Objectives
(1) Do the following statements agree with the notes on group actions? Answer yes or no for each, and quote the words from the notes that settle it.
(a) The identity element of a group is unique.
(b) The group structure on the permutation group is given by addition.
(c) A set with a right action of a group is called a left G-set.
(2) Extend the notes on group actions, starting after the last sentence shown.

Source extract

────────

4/4 Introduction to Geometric Deep Learning
Introduction to Group Actions
To discuss Geometric Deep Learning, we first need to lay down the basic notions of group actions.
Groups
Definition 1. A group is a pair \((G, \cdot)\) of
- a set \(G\), and
- a binary operation \(G\times G\xrightarrow{(a, b)\mapsto ab}G\),
such that the following conditions are satisfied:
- Associativity: For all \(a,b,c\in G\), we have \((ab)c=a(bc)\).
- Identity element: There exists \(1\in G\) such that for all \(a\in G\), we have \(1a=a1=a\). Note that this in particular implies that the identity element is unique.
- Inverses: For all \(a\in G\), there exists \(a^{-1}\in G\) such that \(aa^{-1}=a^{-1}a=1\). Note that this in particular implies that the inverse of \(a\in G\) is unique.
Example 2. Let \(n\) be a positive integer. Then the permutation group \(S_n\) is the group of bijections \([n]\xrightarrow\pi[n]\) of an \(n\)-element set \([n]=\{0,\dotsc,n-1\}\). The group structure is given by composition.
Example 3. Addition of \(n\)-dimensional vectors equips \(\mathbf R^n\) with a group structure. We denote this by \((\mathbf R^n, +)\).
Group Actions
Definition 4. Let \(G\) be a group and let \(X\) be a set. Then a right action of \(G\) on \(X\) is a map \(X\times G\xrightarrow{(x, a)\mapsto xa}X\) such that the following condition is satisfied:
For \(a,b\in G\) and \(x\in X\), we have \((xa)b=x(ab)\).
In this case, we also call \(X\) a right \(G\)-set.
Example 5. For any group \(G\) and any set \(X\), the trivial action of \(G\) on \(X\) is the action \(X\times G\xrightarrow{(x, a)\mapsto x}X\).
Example 6. The right translation action of the group \(G\) on itself as a set is the action \(G\times G\to G\) given by multiplication.

────────

Entries
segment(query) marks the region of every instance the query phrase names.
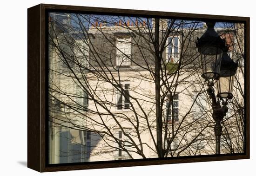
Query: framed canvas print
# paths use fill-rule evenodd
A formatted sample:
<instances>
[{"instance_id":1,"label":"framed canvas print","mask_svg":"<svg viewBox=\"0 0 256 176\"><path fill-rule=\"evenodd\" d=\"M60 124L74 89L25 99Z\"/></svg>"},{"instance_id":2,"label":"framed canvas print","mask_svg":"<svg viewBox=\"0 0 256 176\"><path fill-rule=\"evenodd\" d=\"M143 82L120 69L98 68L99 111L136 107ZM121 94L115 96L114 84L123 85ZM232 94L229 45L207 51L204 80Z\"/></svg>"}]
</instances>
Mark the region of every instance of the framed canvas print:
<instances>
[{"instance_id":1,"label":"framed canvas print","mask_svg":"<svg viewBox=\"0 0 256 176\"><path fill-rule=\"evenodd\" d=\"M28 167L249 157L248 17L28 9Z\"/></svg>"}]
</instances>

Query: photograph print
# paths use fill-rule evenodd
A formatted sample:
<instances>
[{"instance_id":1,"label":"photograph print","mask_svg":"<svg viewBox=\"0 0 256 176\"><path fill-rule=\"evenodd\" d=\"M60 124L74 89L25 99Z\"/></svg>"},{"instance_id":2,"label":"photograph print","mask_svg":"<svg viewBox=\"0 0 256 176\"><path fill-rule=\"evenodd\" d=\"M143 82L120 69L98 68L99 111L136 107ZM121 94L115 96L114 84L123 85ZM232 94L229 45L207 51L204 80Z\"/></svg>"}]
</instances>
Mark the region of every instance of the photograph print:
<instances>
[{"instance_id":1,"label":"photograph print","mask_svg":"<svg viewBox=\"0 0 256 176\"><path fill-rule=\"evenodd\" d=\"M244 153L244 23L47 13L48 164Z\"/></svg>"}]
</instances>

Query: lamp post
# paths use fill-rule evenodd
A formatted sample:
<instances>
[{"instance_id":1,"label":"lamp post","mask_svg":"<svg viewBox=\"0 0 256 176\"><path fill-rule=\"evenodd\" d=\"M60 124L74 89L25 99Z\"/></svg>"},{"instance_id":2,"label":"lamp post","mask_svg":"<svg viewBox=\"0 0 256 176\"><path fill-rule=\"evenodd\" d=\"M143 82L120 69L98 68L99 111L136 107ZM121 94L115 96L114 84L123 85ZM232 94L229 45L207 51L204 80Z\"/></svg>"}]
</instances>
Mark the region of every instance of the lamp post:
<instances>
[{"instance_id":1,"label":"lamp post","mask_svg":"<svg viewBox=\"0 0 256 176\"><path fill-rule=\"evenodd\" d=\"M202 66L202 77L207 82L207 92L212 100L212 117L216 140L216 154L220 153L220 141L222 131L221 122L228 111L228 100L232 98L234 78L237 64L227 54L228 47L214 30L215 22L206 22L207 29L196 41ZM222 100L222 106L215 95L214 81L217 80L217 97Z\"/></svg>"}]
</instances>

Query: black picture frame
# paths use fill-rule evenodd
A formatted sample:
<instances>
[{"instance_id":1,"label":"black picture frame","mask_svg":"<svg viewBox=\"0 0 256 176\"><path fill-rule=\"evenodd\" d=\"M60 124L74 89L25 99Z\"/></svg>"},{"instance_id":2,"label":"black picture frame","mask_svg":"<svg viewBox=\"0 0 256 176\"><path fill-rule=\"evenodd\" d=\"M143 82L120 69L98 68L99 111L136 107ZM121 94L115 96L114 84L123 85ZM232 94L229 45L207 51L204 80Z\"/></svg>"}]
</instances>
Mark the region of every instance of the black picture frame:
<instances>
[{"instance_id":1,"label":"black picture frame","mask_svg":"<svg viewBox=\"0 0 256 176\"><path fill-rule=\"evenodd\" d=\"M48 12L94 13L100 14L140 15L236 21L245 27L245 141L243 153L220 154L175 158L94 162L48 164L47 161ZM200 162L249 158L249 18L201 14L39 4L27 10L27 167L39 172L50 172L120 167Z\"/></svg>"}]
</instances>

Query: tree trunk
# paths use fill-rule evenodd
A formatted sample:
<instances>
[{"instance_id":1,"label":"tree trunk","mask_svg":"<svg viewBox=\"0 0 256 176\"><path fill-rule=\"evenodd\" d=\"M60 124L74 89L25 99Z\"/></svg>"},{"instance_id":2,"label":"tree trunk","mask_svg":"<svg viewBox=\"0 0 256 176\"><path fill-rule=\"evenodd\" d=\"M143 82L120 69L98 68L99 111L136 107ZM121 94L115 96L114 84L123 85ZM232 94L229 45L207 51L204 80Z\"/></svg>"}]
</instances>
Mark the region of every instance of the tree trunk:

────────

Expected outputs
(1)
(a) Yes: "Note that this in particular implies that the identity element is unique."
(b) No: "The group structure is given by composition."
(c) No: "In this case, we also call \(X\) a right \(G\)-set."

(2)
Example 7. Let \(m,n\) be positive integers. Then the permutation group \(S_m\) acts on the set \(\mathbf R^{m\times n}\) of \(m\times n\) matrices on the right by permuting the rows.
Equivariant and Invariant Maps, Quotients
Definition 8. Let \(G\) be a group, and let \(X\xrightarrow fY\) be a map between right \(G\)-sets. Then we say that \(f\) is \(G\)-equivariant, if for each \((x,a)\in X\times G\), we have \(f(xa)=f(x)a\). If \(Y\) is equipped with the trivial \(G\)-action, then we say that \(f\) is \(G\)-invariant.
Theorem 9. Let \(G\) be a group and \(X\) a right \(G\)-set. Then there exists a set \(X/G\) and an invariant map \(X\xrightarrow qX/G\), such that for all sets \(Y\) and invariant maps \(X\xrightarrow{f}Y\), there exists a unique map of sets \(X/G\xrightarrow gY\) such that we have \(f=g\circ q\).
Definition 10. We call the set \(X/G\) in Theorem 9 the quotient and \(q\) the quotient map or universal invariant map.
Remark 11. The property stated in Definition 10 is a so-called universal property. It implies uniqueness of quotients up to unique isomorphism: if \(X\xrightarrow hZ\) is another quotient, then there exists a unique isomorphism \(X/G\xrightarrow\phi Z\) such that \(h=\phi\circ q\).
Example 12. Let \(\mathbf R^{m\times n}\xrightarrow f\mathbf R^n\) be the map that takes the mean or the maximum of each column. Then it is invariant with respect to the action of \(S_m\) on \(\mathbf R^{m\times n}\) by permuting the rows. One can construct the quotient space \(\mathbf R^{m\times n}/S_m\) as the set of \(m\)-element sets of \(n\)-dimensional vectors.
The Objective of Geometric Deep Learning
Recall that we build models
where \(\mathscr X\) is the feature space, and \(\mathscr Y\) is the target space or the space of distributions of targets. What Geometric Deep Learning is concerned with is how can we make the model respect symmetries. That is, we suppose that \(\mathscr X\) has an action by a group \(G\), and we want \(f\) to be invariant / equivariant (if \(G\) acts on \(\mathscr Y\) also). For example:
-
As introduced in Notebook 0228, a document is a sequence of terms. Previously, we hardcoded how to get feature vectors for documents by either:
- conducting LSA or
- aggregating pretrained word vectors.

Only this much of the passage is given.